By Dhirendra Tripathi
Investing.com – Sterling GBP/USD rose 0.8% Thursday against the dollar as Bank of England raised interest rates for the first time since the pandemic struck.
The U.K. central bank raised the Bank Rate by 0.15 percentage points to 0.25% and committed itself to more hikes in coming months as it attempts to bring surging retail inflation back to its target of 2%. The BoE now expects GDP to grow by 0.5% in the fourth quarter, slower than anticipated earlier. Yields on the benchmark 2-Year U.K. government bond surged.
BoE is the first in the G7 to have hiked rates since the pandemic and was prompted by the country’s annual retail inflation hitting 5.1% in November from 3.1% just two months back.
The central bank said staff expect inflation to remain around 5% through the majority of the winter period, and to peak at around 6% in April 2022, when the cap on regulated household energy prices is raised.

* [Information provided]:
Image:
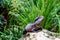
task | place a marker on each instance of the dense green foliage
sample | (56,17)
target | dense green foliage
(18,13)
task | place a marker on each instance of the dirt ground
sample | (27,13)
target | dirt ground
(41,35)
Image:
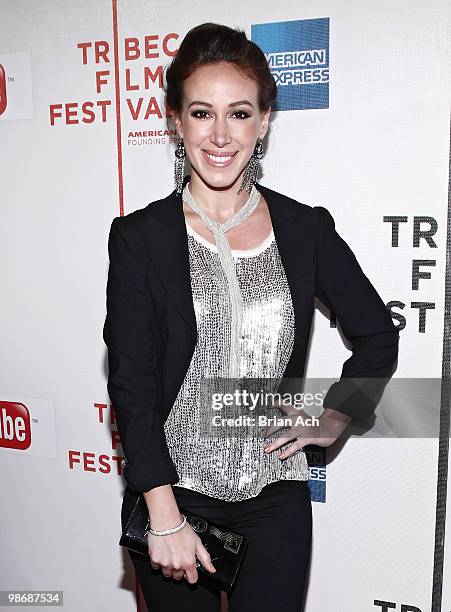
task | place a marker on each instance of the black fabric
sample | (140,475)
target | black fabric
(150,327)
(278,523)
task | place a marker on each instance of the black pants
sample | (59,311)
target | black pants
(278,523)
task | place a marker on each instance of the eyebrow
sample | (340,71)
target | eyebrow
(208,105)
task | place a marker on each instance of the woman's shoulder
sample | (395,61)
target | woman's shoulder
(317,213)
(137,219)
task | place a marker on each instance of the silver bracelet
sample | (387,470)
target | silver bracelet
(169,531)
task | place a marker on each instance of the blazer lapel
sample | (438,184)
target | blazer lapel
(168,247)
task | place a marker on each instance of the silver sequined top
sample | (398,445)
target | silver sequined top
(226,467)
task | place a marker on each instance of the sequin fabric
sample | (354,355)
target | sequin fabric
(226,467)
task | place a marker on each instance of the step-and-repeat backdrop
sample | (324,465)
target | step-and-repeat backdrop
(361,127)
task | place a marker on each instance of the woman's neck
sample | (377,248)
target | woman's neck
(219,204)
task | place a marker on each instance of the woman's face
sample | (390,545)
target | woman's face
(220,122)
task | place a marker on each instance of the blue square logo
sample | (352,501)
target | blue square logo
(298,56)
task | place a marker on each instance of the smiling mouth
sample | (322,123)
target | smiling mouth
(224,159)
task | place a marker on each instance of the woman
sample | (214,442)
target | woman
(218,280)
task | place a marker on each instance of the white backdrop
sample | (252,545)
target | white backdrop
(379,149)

...

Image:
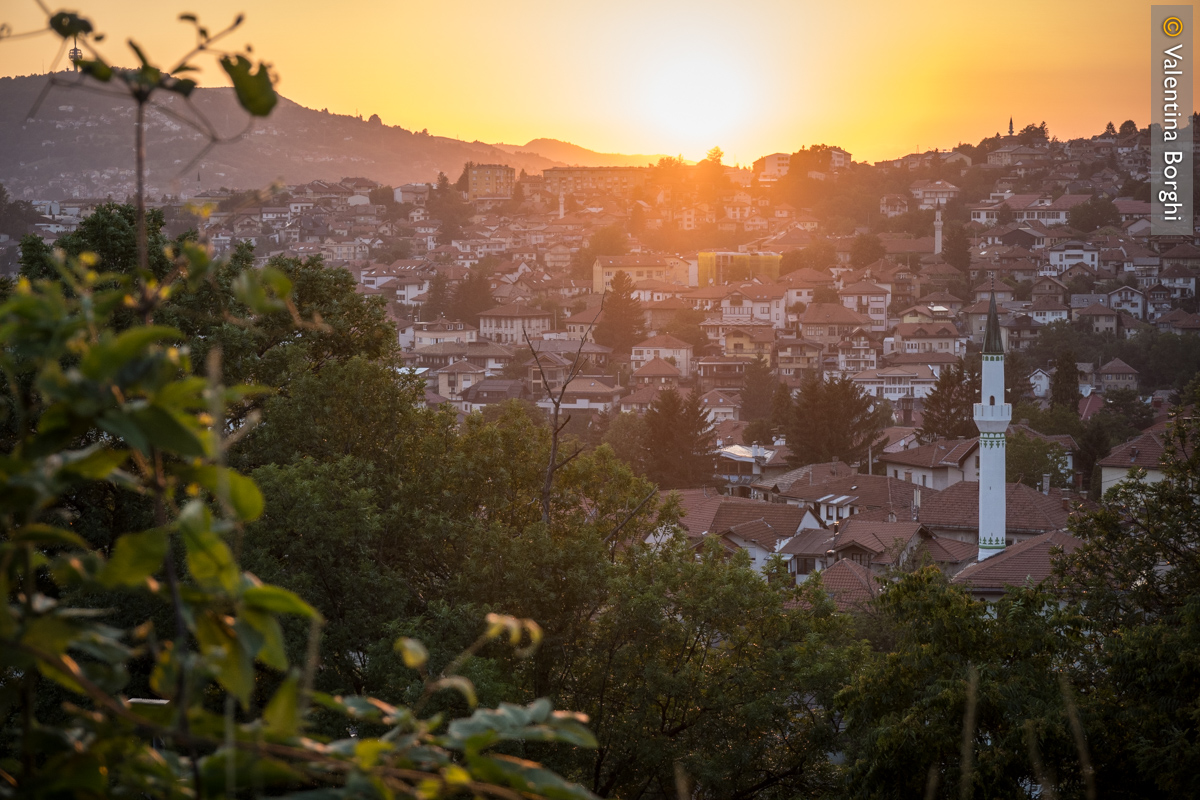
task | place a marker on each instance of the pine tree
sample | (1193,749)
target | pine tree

==

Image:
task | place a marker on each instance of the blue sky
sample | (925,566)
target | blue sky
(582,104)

* [What to do]:
1. Can you reproduce, word for word, the part of the Bank of England article that opens with the words containing "The U.K. central" and closes with "prices is raised."?
2. What comes next in the Bank of England article? Write the next part, picking up after its last sentence.
None of these entries are needed here.

* [Results for the exercise]:
1.
The U.K. central bank raised the Bank Rate by 0.15 percentage points to 0.25% and committed itself to more hikes in coming months as it attempts to bring surging retail inflation back to its target of 2%. The BoE now expects GDP to grow by 0.5% in the fourth quarter, slower than anticipated earlier. Yields on the benchmark 2-Year U.K. government bond surged.
BoE is the first in the G7 to have hiked rates since the pandemic and was prompted by the country’s annual retail inflation hitting 5.1% in November from 3.1% just two months back.
The central bank said staff expect inflation to remain around 5% through the majority of the winter period, and to peak at around 6% in April 2022, when the cap on regulated household energy prices is raised.

2.
BoE said although the Omicron variant is likely to weigh on near-term activity, its impact on medium-term inflationary pressures is unclear at this stage and a hike was thus warranted at this juncture.
Britain recorded its highest number of new Covid cases Wednesday, with 78,610 new cases. Hospital admissions, however, have not risen in tandem so far, as they have done in previous waves of infection.
Concerns over inflation are now occupying center stage at most central banks. The clearest recognition of this came from the Fed Wednesday which said it would end its pandemic-era bond purchases in March and hike rates three times in 2022. Consumer prices in U.S. are at a 39-year high, forcing Fed to commit to rate hikes even if recovery falls short of full employment.
Earlier in the day, Norway’s central bank doubled its base rate to 0.5%, its second hike in three months. The Bank of Mexico is expected to raise its key rate by another 25 basis points to 5.25% later Thursday.